**What is needed**: Give back exactly the lines that run from the line containing "Question. The photograph above contains instances of the red and" through the end of the listing below. Leave out every other line.

**Data provided**:
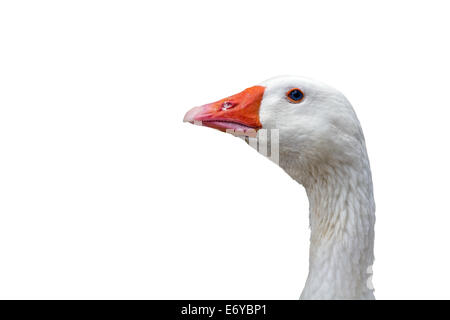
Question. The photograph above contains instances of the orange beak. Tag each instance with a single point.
(236, 114)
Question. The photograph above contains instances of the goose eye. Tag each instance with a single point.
(295, 95)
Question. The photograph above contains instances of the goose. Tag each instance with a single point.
(320, 144)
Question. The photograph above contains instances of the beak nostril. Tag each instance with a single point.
(227, 105)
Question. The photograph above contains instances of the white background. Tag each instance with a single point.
(105, 193)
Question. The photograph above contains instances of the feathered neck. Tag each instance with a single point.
(342, 217)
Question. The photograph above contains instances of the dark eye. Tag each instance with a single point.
(295, 95)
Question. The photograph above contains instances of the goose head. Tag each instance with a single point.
(320, 144)
(315, 124)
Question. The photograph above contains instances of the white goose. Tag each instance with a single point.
(322, 147)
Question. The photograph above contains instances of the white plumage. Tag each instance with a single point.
(322, 147)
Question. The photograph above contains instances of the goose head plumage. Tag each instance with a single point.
(318, 141)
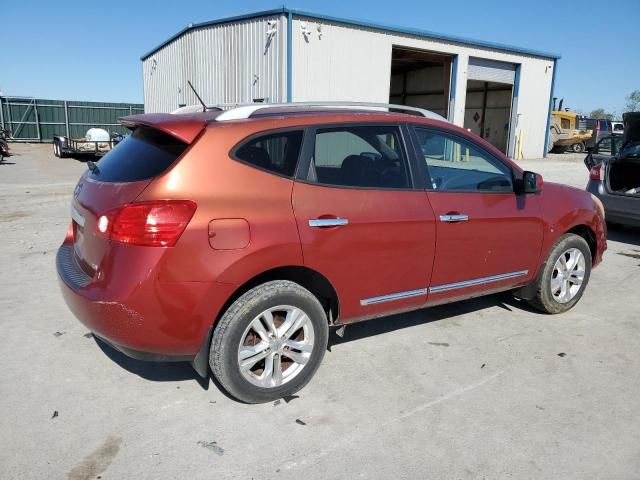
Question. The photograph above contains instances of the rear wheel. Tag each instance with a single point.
(564, 275)
(269, 343)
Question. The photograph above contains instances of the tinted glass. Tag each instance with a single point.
(144, 154)
(276, 152)
(362, 156)
(454, 164)
(604, 125)
(604, 146)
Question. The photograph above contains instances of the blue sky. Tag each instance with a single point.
(91, 50)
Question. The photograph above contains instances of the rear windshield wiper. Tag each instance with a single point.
(93, 167)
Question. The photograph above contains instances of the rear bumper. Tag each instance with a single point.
(132, 310)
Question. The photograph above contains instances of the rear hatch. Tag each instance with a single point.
(118, 179)
(623, 173)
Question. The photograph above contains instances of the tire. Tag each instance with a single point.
(244, 329)
(577, 147)
(552, 281)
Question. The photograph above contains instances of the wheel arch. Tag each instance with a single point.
(310, 279)
(586, 232)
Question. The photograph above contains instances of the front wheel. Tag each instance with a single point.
(269, 343)
(564, 275)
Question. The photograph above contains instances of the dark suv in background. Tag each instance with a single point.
(614, 172)
(600, 128)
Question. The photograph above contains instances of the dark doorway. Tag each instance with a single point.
(420, 79)
(488, 111)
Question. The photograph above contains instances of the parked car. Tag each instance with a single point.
(236, 239)
(601, 128)
(614, 173)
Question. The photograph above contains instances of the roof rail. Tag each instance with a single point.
(243, 111)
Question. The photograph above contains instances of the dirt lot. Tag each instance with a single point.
(479, 389)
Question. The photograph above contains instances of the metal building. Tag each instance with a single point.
(500, 92)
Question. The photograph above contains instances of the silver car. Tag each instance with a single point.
(614, 172)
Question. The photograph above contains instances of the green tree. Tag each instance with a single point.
(600, 114)
(633, 101)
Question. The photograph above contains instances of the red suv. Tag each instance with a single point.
(236, 239)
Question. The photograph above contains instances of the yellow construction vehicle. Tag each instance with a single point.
(564, 131)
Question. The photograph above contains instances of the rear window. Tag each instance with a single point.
(144, 154)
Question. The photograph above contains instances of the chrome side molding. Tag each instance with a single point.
(454, 218)
(477, 281)
(393, 296)
(328, 222)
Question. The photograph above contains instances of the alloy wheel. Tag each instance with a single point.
(276, 346)
(568, 275)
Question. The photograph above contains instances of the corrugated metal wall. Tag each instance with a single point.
(227, 63)
(38, 120)
(353, 63)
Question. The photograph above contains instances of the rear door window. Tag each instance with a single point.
(457, 165)
(276, 152)
(370, 156)
(144, 154)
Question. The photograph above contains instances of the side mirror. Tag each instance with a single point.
(531, 183)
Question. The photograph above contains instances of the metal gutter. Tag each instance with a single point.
(553, 84)
(237, 18)
(360, 23)
(289, 56)
(452, 88)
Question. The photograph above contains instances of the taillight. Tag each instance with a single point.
(155, 224)
(596, 172)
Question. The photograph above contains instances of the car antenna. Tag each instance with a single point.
(204, 106)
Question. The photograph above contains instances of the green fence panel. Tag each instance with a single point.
(39, 120)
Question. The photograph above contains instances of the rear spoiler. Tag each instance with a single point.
(183, 127)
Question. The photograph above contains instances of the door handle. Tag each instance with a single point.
(328, 222)
(454, 218)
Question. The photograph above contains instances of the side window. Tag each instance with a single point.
(455, 164)
(604, 146)
(276, 152)
(359, 156)
(617, 142)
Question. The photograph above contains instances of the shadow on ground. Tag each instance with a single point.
(153, 371)
(622, 234)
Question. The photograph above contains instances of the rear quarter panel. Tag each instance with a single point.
(224, 188)
(564, 208)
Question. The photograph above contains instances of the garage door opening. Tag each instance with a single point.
(420, 79)
(489, 102)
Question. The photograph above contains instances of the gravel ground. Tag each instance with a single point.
(485, 388)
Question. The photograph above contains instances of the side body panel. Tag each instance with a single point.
(503, 236)
(386, 248)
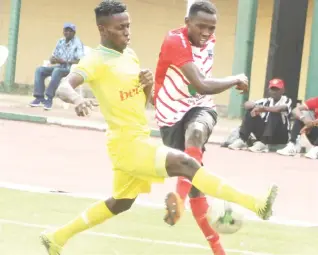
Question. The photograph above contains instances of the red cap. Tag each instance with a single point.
(276, 83)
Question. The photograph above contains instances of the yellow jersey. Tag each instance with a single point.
(114, 80)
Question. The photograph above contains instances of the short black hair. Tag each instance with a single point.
(203, 6)
(109, 7)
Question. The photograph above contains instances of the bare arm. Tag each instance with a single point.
(53, 60)
(207, 85)
(66, 90)
(249, 105)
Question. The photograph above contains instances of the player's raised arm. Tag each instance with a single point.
(67, 93)
(66, 90)
(208, 86)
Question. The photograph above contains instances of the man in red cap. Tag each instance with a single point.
(267, 119)
(306, 122)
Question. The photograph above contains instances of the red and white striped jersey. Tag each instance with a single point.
(174, 95)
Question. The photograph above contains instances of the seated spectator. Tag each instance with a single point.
(267, 119)
(68, 51)
(306, 121)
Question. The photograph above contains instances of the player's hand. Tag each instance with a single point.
(305, 130)
(242, 84)
(85, 108)
(146, 78)
(309, 123)
(257, 110)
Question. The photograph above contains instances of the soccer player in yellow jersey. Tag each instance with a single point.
(122, 90)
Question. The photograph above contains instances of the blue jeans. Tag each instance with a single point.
(56, 73)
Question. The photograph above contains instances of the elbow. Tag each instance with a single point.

**The solution**:
Question. The photograph above contains instances of the red and white striped jersey. Tag each instance with a single point.
(174, 95)
Question. The photograph above contains instances of the seated spectator. Tag each instance with a single point.
(267, 119)
(68, 51)
(306, 121)
Question. The photograph above contains instances of the player's hand. Tag each instance with a single point.
(305, 130)
(242, 84)
(85, 108)
(146, 78)
(309, 123)
(257, 110)
Question. The photograph above contains instances of the soccer player in yellow jersey. Tag each instance with a single point.
(122, 90)
Question. The photograph above contains instances of the blue jeans. Tag each instance with a single point.
(56, 73)
Question. The photograph above contains instances of the elbow. Tag each instance with a single point.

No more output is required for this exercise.